• [DATA TO USE]:
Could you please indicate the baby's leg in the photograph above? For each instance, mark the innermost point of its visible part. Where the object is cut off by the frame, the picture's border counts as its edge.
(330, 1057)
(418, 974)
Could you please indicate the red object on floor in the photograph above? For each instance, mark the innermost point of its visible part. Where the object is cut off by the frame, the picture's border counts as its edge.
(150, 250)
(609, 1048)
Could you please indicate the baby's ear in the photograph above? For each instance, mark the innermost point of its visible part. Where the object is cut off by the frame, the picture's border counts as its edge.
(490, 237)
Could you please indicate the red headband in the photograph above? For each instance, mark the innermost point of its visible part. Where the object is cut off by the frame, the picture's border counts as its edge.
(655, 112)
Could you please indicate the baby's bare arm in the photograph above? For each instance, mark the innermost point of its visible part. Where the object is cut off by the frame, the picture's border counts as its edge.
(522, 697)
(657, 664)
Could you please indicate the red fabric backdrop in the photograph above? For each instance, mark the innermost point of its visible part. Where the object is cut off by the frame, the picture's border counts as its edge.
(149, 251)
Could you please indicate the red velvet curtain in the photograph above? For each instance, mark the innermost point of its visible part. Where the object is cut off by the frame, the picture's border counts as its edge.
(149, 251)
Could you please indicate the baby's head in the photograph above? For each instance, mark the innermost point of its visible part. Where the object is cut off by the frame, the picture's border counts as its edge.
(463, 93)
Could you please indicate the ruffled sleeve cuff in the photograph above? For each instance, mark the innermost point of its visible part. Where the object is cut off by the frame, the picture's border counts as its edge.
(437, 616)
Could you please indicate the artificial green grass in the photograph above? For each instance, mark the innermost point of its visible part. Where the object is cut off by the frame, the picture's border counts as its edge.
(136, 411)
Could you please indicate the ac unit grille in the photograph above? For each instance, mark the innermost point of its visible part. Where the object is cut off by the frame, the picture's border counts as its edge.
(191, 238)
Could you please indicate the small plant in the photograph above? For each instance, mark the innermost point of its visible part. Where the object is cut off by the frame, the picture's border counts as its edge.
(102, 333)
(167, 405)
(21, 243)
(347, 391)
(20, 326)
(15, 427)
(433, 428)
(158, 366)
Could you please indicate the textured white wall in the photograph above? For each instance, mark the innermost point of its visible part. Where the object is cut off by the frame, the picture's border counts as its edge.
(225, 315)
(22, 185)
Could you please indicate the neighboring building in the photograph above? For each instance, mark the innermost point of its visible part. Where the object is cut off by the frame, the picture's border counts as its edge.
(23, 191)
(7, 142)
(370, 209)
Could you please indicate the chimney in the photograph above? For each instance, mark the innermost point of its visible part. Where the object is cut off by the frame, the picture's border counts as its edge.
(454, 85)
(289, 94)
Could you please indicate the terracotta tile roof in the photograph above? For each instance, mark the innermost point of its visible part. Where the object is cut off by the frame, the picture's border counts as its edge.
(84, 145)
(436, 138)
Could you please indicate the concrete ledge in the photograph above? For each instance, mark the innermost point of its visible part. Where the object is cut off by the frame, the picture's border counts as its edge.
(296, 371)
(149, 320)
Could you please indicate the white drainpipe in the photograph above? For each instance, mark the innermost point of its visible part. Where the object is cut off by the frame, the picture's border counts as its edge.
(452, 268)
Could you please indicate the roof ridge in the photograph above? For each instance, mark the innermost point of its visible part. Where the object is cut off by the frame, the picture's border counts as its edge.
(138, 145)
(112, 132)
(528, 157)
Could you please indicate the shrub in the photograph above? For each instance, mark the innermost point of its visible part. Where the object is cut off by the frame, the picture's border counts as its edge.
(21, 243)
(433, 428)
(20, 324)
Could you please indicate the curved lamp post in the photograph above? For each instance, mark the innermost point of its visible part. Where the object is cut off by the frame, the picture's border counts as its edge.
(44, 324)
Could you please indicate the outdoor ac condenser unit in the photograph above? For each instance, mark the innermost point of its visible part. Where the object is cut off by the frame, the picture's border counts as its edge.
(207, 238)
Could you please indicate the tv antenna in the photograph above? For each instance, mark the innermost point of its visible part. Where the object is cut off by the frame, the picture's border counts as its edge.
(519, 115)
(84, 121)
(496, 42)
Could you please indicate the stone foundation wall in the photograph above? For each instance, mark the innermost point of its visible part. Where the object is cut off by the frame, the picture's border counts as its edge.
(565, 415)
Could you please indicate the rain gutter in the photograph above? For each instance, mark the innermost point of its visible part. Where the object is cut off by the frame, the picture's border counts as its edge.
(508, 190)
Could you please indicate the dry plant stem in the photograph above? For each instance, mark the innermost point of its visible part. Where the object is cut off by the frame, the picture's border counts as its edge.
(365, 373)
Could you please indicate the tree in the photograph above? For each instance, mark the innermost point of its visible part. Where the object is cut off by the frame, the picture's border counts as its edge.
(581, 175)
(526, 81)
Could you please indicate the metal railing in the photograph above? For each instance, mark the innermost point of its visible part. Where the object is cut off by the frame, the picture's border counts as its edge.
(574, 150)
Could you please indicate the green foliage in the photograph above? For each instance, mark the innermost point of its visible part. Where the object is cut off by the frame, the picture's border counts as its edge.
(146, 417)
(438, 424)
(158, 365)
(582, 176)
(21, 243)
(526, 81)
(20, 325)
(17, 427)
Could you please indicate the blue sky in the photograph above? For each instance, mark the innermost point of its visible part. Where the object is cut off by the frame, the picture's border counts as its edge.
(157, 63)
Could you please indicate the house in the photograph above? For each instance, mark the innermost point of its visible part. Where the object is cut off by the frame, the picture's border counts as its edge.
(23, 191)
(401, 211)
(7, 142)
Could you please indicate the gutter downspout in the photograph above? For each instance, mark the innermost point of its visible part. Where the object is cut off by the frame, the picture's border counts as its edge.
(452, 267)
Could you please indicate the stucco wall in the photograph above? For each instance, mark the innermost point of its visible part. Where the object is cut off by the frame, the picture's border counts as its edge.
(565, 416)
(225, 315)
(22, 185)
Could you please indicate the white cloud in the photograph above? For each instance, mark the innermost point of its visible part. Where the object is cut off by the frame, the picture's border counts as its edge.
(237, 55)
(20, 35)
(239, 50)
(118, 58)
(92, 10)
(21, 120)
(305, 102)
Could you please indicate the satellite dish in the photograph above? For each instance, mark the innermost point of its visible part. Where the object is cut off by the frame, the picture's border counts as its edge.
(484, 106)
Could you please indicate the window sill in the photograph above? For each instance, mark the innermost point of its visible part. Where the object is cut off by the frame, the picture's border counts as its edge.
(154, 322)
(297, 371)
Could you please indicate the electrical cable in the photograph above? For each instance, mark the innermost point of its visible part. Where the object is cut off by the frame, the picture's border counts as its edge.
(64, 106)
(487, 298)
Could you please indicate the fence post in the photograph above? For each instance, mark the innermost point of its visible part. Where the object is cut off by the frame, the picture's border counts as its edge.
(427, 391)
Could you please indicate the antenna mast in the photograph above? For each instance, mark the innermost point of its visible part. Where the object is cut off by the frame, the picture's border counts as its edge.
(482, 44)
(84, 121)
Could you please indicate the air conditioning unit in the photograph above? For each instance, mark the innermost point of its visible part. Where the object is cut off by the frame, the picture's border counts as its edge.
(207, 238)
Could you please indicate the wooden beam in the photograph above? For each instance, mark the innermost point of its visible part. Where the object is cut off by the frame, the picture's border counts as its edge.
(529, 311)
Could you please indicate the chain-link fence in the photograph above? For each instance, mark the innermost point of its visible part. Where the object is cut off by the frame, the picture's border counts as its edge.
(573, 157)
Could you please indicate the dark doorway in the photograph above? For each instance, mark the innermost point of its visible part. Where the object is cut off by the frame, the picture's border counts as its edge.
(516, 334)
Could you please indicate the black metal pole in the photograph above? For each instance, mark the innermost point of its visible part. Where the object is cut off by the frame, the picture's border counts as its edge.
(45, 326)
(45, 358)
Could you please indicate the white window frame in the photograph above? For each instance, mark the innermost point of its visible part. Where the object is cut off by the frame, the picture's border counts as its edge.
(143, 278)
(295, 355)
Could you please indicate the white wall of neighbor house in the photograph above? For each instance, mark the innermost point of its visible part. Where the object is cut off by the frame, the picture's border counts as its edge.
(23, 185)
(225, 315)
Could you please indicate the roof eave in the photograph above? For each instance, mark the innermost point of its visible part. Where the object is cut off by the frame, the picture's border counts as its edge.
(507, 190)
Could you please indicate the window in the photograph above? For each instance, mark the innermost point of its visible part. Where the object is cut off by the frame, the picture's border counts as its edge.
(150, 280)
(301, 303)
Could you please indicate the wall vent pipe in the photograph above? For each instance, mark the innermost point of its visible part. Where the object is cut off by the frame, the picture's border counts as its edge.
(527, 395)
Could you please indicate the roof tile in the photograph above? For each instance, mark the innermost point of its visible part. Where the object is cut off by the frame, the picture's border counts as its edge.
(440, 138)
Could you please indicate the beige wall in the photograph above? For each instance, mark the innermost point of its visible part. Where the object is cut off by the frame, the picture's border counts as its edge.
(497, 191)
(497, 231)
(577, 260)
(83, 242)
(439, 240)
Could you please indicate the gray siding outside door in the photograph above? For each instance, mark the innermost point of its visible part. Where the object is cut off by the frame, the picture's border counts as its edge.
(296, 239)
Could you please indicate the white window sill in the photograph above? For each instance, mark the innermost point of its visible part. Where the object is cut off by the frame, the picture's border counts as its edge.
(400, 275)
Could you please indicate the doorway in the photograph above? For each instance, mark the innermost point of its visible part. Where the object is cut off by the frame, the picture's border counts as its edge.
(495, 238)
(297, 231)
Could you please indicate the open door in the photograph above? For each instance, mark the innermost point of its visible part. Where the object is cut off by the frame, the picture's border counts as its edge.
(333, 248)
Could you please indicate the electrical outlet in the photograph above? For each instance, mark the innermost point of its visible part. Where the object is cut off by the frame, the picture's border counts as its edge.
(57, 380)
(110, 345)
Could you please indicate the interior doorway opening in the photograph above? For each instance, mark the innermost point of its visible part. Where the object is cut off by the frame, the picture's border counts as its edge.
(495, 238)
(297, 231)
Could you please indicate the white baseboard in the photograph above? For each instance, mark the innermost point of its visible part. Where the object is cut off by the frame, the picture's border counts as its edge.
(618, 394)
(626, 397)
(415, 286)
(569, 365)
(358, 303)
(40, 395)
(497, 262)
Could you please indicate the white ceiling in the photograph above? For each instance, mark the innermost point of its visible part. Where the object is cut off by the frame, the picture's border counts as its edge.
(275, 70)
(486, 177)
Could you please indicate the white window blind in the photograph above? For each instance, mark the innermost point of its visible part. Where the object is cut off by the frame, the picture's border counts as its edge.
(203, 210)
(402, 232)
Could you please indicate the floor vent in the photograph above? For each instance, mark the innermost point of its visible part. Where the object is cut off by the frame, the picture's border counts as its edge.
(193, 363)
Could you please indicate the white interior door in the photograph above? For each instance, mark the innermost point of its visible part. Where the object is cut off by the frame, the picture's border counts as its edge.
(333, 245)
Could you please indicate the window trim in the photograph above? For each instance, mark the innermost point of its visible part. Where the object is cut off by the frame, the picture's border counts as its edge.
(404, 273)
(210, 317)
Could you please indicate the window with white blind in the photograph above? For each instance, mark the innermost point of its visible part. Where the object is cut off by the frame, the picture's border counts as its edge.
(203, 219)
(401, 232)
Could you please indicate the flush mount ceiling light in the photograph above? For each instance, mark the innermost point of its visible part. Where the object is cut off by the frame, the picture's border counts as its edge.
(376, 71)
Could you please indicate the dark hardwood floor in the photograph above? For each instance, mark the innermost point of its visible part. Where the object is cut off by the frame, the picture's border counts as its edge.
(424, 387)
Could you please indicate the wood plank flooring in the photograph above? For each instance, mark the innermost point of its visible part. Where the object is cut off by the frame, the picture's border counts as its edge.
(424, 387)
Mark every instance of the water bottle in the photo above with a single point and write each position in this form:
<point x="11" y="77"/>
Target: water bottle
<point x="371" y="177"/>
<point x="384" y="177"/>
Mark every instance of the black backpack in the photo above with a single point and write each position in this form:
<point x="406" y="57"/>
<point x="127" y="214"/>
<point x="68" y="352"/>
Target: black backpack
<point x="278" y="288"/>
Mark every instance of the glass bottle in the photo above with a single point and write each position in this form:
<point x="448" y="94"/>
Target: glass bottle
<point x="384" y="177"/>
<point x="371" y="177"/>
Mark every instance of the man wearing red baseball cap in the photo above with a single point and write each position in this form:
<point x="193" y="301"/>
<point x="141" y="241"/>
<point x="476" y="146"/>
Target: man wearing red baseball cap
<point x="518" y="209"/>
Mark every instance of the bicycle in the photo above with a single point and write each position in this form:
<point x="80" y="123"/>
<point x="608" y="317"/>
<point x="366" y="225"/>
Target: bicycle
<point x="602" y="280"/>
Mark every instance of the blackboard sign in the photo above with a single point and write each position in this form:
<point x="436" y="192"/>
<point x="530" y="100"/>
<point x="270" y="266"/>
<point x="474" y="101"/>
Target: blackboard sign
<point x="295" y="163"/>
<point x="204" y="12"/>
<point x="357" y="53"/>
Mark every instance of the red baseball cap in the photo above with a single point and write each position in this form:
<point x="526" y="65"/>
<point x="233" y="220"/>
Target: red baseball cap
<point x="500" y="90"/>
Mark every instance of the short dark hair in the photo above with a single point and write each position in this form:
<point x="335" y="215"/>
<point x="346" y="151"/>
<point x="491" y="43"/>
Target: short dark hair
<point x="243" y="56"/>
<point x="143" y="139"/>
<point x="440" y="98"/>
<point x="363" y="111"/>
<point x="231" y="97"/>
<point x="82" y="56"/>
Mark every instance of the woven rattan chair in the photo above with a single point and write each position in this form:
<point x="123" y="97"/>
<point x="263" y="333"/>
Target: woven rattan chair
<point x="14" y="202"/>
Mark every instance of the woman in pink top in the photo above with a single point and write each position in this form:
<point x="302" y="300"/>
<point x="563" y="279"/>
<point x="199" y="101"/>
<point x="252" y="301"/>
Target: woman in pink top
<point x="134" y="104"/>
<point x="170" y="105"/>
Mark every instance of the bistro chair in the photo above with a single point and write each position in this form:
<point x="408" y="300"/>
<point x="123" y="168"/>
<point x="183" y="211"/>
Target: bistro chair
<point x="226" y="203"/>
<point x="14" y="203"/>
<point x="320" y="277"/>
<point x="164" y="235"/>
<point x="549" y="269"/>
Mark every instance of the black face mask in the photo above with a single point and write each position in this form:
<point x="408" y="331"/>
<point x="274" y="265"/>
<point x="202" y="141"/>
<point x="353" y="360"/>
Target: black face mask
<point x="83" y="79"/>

• [TASK TO COMPLETE]:
Lines from the one holding "Target: blackboard sign" through the end of the material above should be output exactly, and all others skipped.

• [RESULT FOR THIS EXERCISE]:
Target: blackboard sign
<point x="295" y="163"/>
<point x="204" y="12"/>
<point x="357" y="53"/>
Mark every instance of the red baseball cap in the photo above with a single point and write each position in this form:
<point x="526" y="65"/>
<point x="233" y="220"/>
Target: red baseball cap
<point x="500" y="90"/>
Mark every instance of the short dark hair in the photo above with a single point and write each position in this form:
<point x="335" y="215"/>
<point x="346" y="151"/>
<point x="491" y="43"/>
Target: short dark hair
<point x="243" y="56"/>
<point x="143" y="139"/>
<point x="440" y="98"/>
<point x="363" y="111"/>
<point x="231" y="97"/>
<point x="82" y="56"/>
Mark every instance of the woven rattan chair in the photo above with a single point and write each position in this form:
<point x="123" y="97"/>
<point x="263" y="333"/>
Target: woven rattan chair
<point x="14" y="202"/>
Mark every instance of the woman in pink top in the photo above with a single point and write each position in this form:
<point x="302" y="300"/>
<point x="563" y="279"/>
<point x="199" y="101"/>
<point x="252" y="301"/>
Target: woman in pink top
<point x="134" y="104"/>
<point x="170" y="105"/>
Mark every instance of the bistro chair in the photo above with a single point and write each position in this form:
<point x="408" y="300"/>
<point x="123" y="168"/>
<point x="183" y="211"/>
Target: bistro chair
<point x="226" y="203"/>
<point x="14" y="203"/>
<point x="320" y="277"/>
<point x="164" y="235"/>
<point x="549" y="269"/>
Mark every instance of the black face mask in the photo above with a single point and write each position in this form:
<point x="408" y="331"/>
<point x="274" y="265"/>
<point x="202" y="141"/>
<point x="353" y="360"/>
Target: black face mask
<point x="83" y="79"/>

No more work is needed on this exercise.